-- SET PROBLEM A --
Can you write out the records from their beginning through the line containing "[[[470,289],[469,193],[420,184],[419,288],[425,302],[459,303]]]", both ends included, leaving out the pictures?

-- TEXT EXCERPT --

******

Lavonne J. Adams is a published poet and writer living in Durham, North Carolina. Adams grew up in Norfolk, Virginia, but has called NC her home for over 30 years. Adams taught and was the MFA Coordinator in the Department of Creative Writing at the University of North Carolina Wilmington.

Education 
Adams has three degrees from UNCW. She earned her BA in 1986, followed by her MA in English in 1992. In 1999, she earned her MFA in poetry, making her one of the first to graduate from UNCW's Creative Writing graduate program. During her time there, Adams studied with visiting Writer-in-Residence Philip Levine, who was the United States Poet Laureate.

Publications 
Adams' poems have been published in over fifty venues, including Artful Dodge,The Southern Poetry Review, Missouri Review, and Poet Lore. Her first published collection, a 36-page chapbook entitled Everyday Still Life, consists mostly of poems written during her time in graduate school. Her next chapbook, In the Shadow of the Mountain, was published five years later. centering on the deadly 1902 eruption of Mount Pelée, it contains many historically-based poems written from the point of view of locals before, during, and after the eruption. Adams' most recently published collection is Through the Glorieta Pass. This book contains historical poetry about the Santa Fe Trail in the time when pioneers were settling the Wild West, drawing upon journals and other records of pioneer, Hispanic, and Native American women. Adams traveled to gather additional information in Santa Fe, NM, and along what remains of the trail.

******

-- DATASET --
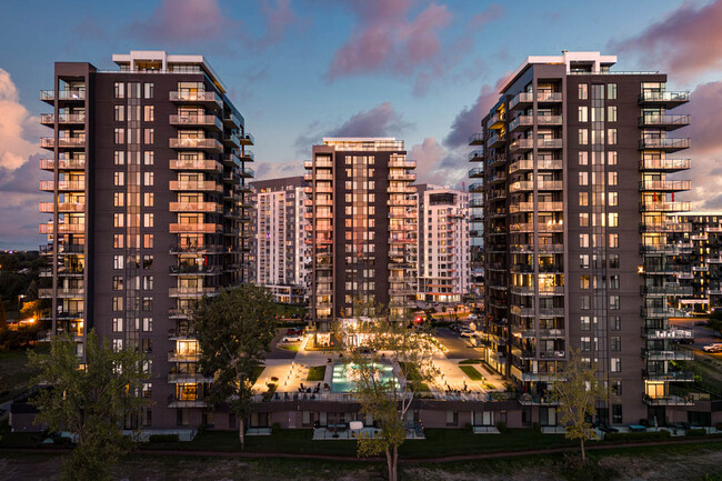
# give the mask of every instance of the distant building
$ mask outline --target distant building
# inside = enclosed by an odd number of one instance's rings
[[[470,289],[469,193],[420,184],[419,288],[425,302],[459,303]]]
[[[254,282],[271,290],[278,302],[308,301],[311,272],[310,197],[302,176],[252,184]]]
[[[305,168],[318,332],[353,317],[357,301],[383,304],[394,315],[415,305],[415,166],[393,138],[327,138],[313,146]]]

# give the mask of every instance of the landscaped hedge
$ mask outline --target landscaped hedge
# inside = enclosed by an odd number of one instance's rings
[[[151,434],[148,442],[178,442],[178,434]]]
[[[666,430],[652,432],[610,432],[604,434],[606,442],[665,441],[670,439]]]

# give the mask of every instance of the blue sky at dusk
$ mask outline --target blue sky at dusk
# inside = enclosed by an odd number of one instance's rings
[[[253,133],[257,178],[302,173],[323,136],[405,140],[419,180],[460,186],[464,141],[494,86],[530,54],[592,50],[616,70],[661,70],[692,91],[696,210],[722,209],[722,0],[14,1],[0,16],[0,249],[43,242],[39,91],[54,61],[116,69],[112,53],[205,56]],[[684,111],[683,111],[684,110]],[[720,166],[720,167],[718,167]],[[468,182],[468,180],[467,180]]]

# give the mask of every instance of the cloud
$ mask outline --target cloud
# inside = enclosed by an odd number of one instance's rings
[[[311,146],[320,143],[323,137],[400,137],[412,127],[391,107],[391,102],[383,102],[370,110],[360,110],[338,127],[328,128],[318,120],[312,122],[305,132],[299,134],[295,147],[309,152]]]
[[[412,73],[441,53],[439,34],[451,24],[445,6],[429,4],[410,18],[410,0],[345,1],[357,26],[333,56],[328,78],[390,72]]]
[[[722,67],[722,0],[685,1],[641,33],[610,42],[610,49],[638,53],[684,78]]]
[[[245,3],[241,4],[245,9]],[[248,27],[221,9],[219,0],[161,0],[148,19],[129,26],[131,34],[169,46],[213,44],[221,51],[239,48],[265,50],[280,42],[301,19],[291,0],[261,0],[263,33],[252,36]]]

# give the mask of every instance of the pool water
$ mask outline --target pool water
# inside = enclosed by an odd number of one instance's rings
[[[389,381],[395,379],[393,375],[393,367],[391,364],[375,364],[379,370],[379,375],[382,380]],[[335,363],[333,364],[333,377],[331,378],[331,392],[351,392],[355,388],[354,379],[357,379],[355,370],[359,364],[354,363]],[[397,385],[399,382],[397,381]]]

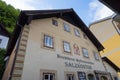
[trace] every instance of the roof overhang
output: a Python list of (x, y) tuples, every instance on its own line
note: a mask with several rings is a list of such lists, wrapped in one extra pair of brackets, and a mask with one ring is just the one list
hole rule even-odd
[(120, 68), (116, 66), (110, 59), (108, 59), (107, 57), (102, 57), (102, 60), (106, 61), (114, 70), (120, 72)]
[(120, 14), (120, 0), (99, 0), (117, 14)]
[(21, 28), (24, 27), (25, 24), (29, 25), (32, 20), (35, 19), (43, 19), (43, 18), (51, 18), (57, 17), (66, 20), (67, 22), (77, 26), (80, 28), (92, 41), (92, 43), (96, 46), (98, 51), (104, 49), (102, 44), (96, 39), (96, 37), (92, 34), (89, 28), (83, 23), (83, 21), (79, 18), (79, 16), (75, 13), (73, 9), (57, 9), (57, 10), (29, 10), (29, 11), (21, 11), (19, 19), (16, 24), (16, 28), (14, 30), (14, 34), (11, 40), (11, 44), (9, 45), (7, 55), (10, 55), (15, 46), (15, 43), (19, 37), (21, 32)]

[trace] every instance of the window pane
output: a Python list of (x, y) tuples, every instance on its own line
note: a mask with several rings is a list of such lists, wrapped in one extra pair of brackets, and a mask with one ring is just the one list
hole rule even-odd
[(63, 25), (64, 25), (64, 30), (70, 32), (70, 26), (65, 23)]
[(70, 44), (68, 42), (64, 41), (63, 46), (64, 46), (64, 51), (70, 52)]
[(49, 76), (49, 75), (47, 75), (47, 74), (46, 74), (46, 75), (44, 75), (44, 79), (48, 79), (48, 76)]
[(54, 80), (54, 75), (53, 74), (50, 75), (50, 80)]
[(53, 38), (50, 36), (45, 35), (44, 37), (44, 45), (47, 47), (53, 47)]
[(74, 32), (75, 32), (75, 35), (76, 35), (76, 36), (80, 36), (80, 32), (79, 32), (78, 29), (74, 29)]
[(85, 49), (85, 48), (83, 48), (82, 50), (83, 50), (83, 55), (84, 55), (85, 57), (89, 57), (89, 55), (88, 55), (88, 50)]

******

-- SET PROBLEM B --
Does each statement agree with the text about Lavonne J. Adams? For each, answer yes or no and quote the deciding words of the text. (i) Adams earned her MFA in poetry in 1999. (ii) Adams' first published collection was In the Shadow of the Mountain. (iii) Adams grew up in Durham, North Carolina.

-- WRITTEN ANSWER A --
# give the mask of every instance of the distant building
$ mask outline --target distant building
# inside = enclosed by an odd number of one instance's rings
[[[470,289],[469,193],[420,184],[419,288],[425,302],[459,303]]]

-- WRITTEN ANSWER B --
(i) Yes: "In 1999, she earned her MFA in poetry"
(ii) No: "Her first published collection, a 36-page chapbook entitled Everyday Still Life"
(iii) No: "Adams grew up in Norfolk, Virginia"